Text provided =>
● ● ● ● ●

Ryan W. Galloway, University of Georgia

Randy Luskey - Cal Berkeley - Voted Affirmative for Northwestern

Well sports fans, the final round of the 2002 NDT was the perfect end to a great year of competition, and I am glad to have been a part of it. Kentucky HT fought their way through the Sweet Sixteen, the Elite Eight, and the Final Four with a 15-2 ballot count against three of the top seven teams in the country. Northwestern FP also brought their A-Game on elim day (due, in large part, to JP pounding a 6-pack of Red Bull at 7:00 a.m.) with a slew of new affirmatives and a dose of some old skool trickery. When I was told before the round that Northwestern was breaking their third new case of the day (and fourth of the tournament), I thought we may be in for one of those finals debates where the negative, caught off guard, is forced to resort to a shady, non-germane CP or a generic disad with no real case attack. But when the first words out of the 1AC's mouth were "Oil will run out" and Kentucky just about wet themselves (yes Russ, we all saw that), I knew we were in for something special. Before I get in to the nuts and bolts of it all, I just want to say that I, as well as everyone I talked to who watched the round, thought that all four debaters exhibited remarkable class in their pre-speech comments and that each gave one of the best, if not THE best, rebuttal they gave all year.

Reason For Decision: I voted affirmative for Northwestern because the risk and magnitude of the Davis disad outweighed the risk of the Iraq disad.

What made my decision a lot easier than it should have been was the impact work that Northwestern did on the Davis disad vis-à-vis the Bush DA. The 2NR dropped the argument that the motivation for Saddam to lashout was economic in nature, so the collapse of the global economy made Kentucky's disad inevitable in a world of the CP. By the end of the debate, I decided that Northwestern won close to a full risk of their Davis disad. Kentucky had some smart analytics, but all of these arguments were answered in Northwestern's evidence. The argument that a U.S. economic downturn doesn't trigger worldwide depression was handled by the Lewis evidence that said that a U.S. fiscal slide would embolden the U.S. to engage in neo-colonial wars abroad that would spread genocide and economic ruin internationally. Second, Kentucky's argument that their evidence didn't say Davis would actually lose was answered pretty decisively by the 1AR natural gas link and the 2AC evidence which hinted (hinted may even be a generous word) at the argument that any energy policy snafu could cost Davis the election.

● ● ● ● ●

Actions to take =>
**A.** Copy out the records word for word, from the line containing "faucet in the image above." through the end of the records.
**B.** Resume the judge's decision on the 2002 NDT final round, picking up right after its last sentence.

● ● ● ● ●

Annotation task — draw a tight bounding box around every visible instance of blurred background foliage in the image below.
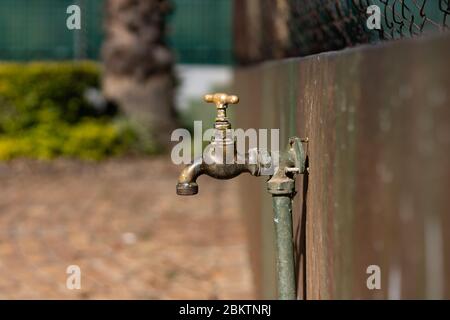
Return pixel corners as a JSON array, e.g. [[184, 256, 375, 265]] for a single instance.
[[0, 62, 142, 160]]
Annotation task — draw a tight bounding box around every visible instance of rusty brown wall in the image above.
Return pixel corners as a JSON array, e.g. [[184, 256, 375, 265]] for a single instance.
[[235, 35, 450, 299]]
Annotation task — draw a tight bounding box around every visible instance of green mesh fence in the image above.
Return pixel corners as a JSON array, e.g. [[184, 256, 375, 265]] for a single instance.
[[0, 0, 103, 60], [0, 0, 232, 64]]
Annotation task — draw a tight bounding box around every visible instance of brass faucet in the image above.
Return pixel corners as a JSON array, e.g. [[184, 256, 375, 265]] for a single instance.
[[177, 93, 272, 196]]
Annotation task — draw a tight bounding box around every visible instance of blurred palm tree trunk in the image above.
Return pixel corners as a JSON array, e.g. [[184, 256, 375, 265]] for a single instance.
[[103, 0, 175, 147]]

● ● ● ● ●

Expected outputs =>
**A.**
Annotation task — draw a tight bounding box around every visible instance of brass faucet in the image above.
Return pixel corners as a JSON array, e.g. [[184, 256, 375, 265]] for a single instance.
[[177, 93, 272, 196]]
Annotation task — draw a tight bounding box around every visible instance of blurred palm tree trunk in the image above.
Return pixel corners as a JSON array, e.g. [[184, 256, 375, 265]] for a single instance.
[[103, 0, 175, 147]]

**B.**
Once I had navigated through the negative's analytics, I determined that the only shot the neg. had of mitigating the risk to this disad was to win that an economic recession was inevitable with the two pieces of 2NC evidence versus the two pieces of 1AR evidence. Both last rebuttals were a bit cursory on this question, and I thought after the round that Russ may have been able to seal the deal here with thirty more seconds and two more cards. The problem for the neg was that one of their cards was actually an aff card because it made the argument that the short-term decline in consumer spending in Januray and February would be erased by an upswing in the coming months, and the other piece of evidence (the double-dip recession card) was beaten head-on by the two 1AR cards which were three weeks newer and answered all the warrants in the double-dip bizness. The double-dip card from early March said that consumer spending would mean consumer debt and that capital spending would decline, but Northwestern's evidence from 3/26 said that the long-term trend would favor strong consumer spending and that debt fears were overstated, as well as referencing fourth quarter corporate profits as a sign of surging corporate investments. I too threw away my flows and drank away my precise memory of the debate, but I remember being totally confident that the aff had won impact uniqueness for their Davis da. Even if the neg won a slight risk of double-dip, the aff won that this would be a small, short-term fluctuation that would pale in comparison to the California energy crisis which would "bring the national economy down with it."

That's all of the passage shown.